## start Record excerpts

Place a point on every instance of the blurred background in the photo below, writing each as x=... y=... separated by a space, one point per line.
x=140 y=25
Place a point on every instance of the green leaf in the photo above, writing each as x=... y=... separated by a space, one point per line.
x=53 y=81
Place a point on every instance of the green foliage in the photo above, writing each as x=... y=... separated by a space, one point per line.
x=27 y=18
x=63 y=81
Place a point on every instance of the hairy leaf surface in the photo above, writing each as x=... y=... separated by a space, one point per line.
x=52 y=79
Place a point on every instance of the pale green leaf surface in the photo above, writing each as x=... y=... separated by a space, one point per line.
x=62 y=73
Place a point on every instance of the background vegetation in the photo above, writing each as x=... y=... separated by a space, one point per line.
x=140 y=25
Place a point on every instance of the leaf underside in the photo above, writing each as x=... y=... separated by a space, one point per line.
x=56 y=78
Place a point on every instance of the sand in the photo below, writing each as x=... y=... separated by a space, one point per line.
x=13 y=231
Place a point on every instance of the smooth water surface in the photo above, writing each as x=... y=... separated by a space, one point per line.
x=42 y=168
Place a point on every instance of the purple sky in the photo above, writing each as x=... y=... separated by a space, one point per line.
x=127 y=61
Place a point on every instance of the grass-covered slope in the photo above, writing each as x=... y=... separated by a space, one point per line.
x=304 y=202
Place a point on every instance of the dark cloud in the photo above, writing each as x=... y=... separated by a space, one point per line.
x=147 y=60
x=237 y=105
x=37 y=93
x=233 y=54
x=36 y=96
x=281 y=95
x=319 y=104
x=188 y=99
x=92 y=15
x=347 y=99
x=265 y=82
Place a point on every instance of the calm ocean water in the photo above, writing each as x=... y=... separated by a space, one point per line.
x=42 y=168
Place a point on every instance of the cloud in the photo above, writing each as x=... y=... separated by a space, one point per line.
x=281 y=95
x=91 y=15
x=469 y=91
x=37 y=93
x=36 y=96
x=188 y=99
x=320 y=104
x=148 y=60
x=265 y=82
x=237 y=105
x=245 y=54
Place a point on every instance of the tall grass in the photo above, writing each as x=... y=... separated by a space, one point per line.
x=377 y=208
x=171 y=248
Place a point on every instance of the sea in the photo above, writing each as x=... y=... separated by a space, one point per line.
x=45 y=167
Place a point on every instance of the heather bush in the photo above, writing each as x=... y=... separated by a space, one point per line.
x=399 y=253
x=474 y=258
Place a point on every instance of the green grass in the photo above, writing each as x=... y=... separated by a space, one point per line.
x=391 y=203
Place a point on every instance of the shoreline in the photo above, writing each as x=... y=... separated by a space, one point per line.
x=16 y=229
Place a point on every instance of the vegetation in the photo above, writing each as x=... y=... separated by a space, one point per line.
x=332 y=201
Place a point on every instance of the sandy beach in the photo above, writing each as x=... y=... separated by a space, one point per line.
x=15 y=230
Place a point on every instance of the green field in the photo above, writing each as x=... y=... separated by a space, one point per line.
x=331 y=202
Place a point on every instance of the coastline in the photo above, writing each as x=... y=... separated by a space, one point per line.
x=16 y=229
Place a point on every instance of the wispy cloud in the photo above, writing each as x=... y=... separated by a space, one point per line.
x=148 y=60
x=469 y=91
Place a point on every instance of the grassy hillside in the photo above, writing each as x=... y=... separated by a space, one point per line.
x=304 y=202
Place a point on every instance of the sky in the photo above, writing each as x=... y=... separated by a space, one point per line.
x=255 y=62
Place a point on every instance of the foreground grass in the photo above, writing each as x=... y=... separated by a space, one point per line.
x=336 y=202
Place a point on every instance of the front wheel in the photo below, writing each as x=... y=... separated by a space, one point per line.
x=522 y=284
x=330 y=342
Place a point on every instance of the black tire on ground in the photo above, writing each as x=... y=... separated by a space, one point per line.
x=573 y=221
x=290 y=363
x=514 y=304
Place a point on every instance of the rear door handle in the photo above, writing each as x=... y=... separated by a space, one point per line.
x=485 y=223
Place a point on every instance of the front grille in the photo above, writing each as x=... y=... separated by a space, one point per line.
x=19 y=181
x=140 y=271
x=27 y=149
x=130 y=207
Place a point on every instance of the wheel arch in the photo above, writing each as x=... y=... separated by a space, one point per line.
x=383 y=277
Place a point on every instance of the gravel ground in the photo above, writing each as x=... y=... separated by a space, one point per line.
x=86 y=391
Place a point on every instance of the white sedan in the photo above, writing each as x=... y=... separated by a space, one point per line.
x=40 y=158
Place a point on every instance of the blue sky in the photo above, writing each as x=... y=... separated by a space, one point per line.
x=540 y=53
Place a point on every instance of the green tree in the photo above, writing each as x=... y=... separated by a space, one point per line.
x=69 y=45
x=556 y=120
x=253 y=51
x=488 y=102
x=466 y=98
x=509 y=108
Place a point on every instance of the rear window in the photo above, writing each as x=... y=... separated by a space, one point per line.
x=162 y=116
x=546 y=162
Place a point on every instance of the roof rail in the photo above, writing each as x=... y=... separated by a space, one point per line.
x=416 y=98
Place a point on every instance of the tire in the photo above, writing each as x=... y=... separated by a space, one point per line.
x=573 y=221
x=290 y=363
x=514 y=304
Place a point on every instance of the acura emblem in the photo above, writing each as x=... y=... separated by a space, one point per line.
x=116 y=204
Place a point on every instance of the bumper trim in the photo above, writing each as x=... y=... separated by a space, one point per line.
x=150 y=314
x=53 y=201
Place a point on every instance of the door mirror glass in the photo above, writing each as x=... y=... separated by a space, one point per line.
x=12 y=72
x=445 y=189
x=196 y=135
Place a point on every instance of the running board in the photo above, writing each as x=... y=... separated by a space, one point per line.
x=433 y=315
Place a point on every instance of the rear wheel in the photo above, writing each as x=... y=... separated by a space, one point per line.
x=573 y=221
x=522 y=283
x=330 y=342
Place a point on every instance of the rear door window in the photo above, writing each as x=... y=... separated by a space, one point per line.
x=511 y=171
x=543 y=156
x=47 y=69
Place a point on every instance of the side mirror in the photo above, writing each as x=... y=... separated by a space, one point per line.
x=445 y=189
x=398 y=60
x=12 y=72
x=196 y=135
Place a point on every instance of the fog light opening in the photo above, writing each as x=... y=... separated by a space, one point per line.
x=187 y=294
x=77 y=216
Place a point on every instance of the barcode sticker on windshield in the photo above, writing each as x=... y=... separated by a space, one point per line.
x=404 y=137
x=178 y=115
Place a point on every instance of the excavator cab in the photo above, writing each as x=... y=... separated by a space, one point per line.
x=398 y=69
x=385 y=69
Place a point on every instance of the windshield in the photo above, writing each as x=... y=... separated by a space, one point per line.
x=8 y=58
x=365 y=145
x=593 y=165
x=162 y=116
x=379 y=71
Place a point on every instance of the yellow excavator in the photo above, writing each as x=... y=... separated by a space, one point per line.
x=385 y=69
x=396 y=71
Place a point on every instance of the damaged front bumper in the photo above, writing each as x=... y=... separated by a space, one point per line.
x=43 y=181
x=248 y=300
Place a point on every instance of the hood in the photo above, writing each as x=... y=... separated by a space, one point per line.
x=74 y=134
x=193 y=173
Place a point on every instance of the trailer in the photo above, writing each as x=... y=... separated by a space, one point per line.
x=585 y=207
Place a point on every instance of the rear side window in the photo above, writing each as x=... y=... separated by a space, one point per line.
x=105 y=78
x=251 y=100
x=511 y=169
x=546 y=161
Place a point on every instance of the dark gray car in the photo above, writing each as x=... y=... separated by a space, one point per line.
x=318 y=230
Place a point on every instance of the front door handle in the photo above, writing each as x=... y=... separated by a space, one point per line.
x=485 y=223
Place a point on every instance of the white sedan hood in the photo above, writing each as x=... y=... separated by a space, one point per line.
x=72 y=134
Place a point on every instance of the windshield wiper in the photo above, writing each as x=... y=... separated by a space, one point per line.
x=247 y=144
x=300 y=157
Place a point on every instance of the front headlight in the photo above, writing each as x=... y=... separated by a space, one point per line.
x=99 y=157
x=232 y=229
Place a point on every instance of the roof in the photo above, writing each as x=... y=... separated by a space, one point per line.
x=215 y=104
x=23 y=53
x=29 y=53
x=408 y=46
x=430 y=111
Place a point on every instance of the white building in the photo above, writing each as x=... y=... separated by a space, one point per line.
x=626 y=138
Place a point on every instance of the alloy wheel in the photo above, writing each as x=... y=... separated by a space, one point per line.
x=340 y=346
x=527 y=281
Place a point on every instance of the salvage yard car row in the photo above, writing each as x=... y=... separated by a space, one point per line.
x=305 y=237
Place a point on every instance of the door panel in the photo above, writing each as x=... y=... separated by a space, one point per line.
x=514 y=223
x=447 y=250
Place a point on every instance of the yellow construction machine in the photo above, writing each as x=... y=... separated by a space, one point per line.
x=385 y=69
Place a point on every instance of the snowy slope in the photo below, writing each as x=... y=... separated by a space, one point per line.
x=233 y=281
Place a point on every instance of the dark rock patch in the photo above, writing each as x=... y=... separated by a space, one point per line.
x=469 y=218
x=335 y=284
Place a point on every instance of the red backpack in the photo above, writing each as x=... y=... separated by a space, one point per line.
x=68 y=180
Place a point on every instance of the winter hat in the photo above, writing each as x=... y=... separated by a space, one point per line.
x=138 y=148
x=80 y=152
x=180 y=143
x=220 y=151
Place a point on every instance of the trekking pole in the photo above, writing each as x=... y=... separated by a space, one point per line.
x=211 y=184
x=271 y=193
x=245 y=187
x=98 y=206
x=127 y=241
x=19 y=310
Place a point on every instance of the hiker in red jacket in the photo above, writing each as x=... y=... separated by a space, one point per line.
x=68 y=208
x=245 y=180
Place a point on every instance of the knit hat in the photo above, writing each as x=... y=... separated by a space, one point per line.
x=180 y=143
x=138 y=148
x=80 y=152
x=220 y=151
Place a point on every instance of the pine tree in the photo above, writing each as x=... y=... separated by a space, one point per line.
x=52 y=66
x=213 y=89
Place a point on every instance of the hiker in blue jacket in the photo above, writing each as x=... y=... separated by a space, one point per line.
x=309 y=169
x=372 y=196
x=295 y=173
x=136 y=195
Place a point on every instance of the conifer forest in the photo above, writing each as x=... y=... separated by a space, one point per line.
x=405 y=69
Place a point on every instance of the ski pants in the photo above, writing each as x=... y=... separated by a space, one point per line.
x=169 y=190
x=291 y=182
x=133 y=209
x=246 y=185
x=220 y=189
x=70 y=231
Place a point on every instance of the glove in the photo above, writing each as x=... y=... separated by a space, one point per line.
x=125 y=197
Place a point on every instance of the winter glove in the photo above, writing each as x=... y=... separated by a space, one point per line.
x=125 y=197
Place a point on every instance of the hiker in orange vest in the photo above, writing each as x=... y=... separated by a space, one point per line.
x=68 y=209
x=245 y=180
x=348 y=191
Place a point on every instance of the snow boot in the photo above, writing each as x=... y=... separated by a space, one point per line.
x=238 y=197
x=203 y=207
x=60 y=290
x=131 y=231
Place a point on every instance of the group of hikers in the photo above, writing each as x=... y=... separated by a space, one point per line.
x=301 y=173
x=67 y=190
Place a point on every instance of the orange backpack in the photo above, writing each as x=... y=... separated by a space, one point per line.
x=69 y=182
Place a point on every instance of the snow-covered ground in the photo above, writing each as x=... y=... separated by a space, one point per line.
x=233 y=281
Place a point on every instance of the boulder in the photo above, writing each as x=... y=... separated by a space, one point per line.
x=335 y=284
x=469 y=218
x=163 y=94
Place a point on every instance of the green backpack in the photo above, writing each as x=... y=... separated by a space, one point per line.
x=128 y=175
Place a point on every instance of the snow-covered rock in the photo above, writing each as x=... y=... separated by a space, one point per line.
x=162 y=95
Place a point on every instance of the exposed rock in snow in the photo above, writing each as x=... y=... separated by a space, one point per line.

## end Record excerpts

Please rewrite the stretch from the line containing "Place a point on every instance of the heather" through the line containing "x=391 y=203", replacing "heather bush" with "heather shrub" and leaving everything else in those rows unchanged.

Place a point on every instance of the heather shrub in the photo above, writing each as x=... y=... separated by a space, one point per line.
x=399 y=253
x=474 y=258
Place a point on every instance of the green grass in the photo above, writing each as x=... y=... separated by a space, one point per line.
x=391 y=203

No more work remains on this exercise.